══ Text section ══

WVU running back impresses
MORGANTOWN, W.Va. — Shawne Alston is making believers out of everyone these days.
Working through doubts of being productive in West Virginia's offense, Alston continues to change the perception people have of him.
“Every day is an audition when you're going out to practice,” Alston said. “You just have to go out and compete with the people in the backfield but also make them better as you're making yourself better, too.”
Count coach Dana Holgorsen's perception as changed.
Alston, a senior-to-be running back, has impressed this spring and is showing he can be an every-down back.
“Shawne Alston looked as good as I (have) ever seen him,” Holgorsen said after Sunday's scrimmage. “He is hard to tackle.
“Last spring, we didn't get anything out of him. (During) camp, we didn't get anything out of him. And the first five games of the year, we didn't get anything out of him. As the season went on, he became more healthy.”
The doubts about Alston stretch back to December 2010, when he was rear-ended by a drunk driver over Christmas break. Alston suffered whiplash, and it left his football career in limbo.
Alston tried to return in spring 2011, but neck pain returned after a few days of contact. He tried again in fall camp, but after four days, he again was relegated to the sidelines.
He continued to stay involved in meetings and taking mental reps during practice, but he still wasn't healthy enough to get on the field.
He tried to remain positive and was able to return during the season.

═══
══ Source records ══

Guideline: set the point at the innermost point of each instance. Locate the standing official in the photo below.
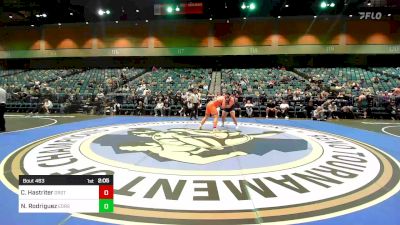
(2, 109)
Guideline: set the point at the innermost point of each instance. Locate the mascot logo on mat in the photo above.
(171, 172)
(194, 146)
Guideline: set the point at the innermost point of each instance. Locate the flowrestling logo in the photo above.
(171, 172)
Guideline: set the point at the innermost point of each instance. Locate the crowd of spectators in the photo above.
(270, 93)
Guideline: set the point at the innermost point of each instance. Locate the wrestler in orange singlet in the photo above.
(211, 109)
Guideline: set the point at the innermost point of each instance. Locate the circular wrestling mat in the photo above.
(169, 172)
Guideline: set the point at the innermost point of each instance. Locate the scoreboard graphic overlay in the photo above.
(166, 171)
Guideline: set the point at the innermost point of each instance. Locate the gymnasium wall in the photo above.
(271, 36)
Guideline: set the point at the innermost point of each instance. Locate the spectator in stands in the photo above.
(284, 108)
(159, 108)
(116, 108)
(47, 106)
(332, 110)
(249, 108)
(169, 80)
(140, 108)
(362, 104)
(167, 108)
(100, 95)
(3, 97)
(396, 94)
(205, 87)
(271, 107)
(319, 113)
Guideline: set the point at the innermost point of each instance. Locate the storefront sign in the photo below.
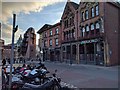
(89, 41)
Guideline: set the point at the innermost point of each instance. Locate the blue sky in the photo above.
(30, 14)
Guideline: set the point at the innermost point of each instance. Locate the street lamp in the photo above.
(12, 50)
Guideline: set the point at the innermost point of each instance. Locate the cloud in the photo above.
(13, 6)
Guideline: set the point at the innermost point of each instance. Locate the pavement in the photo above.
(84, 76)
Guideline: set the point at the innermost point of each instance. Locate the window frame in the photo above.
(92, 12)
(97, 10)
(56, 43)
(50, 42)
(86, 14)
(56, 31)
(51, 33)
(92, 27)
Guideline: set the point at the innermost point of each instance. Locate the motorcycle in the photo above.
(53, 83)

═══

### Tasks and exercises
(A) In the article about the WVU running back, which periods does Holgorsen name as times when the team "didn't get anything out of him"?
(B) Tally the lines of the listing that contain the string "logo", matching case exactly, and give only the number.
The article and the listing have no connection to each other.

### Task results
(A) Last spring; camp; the first five games of the year

(B) 2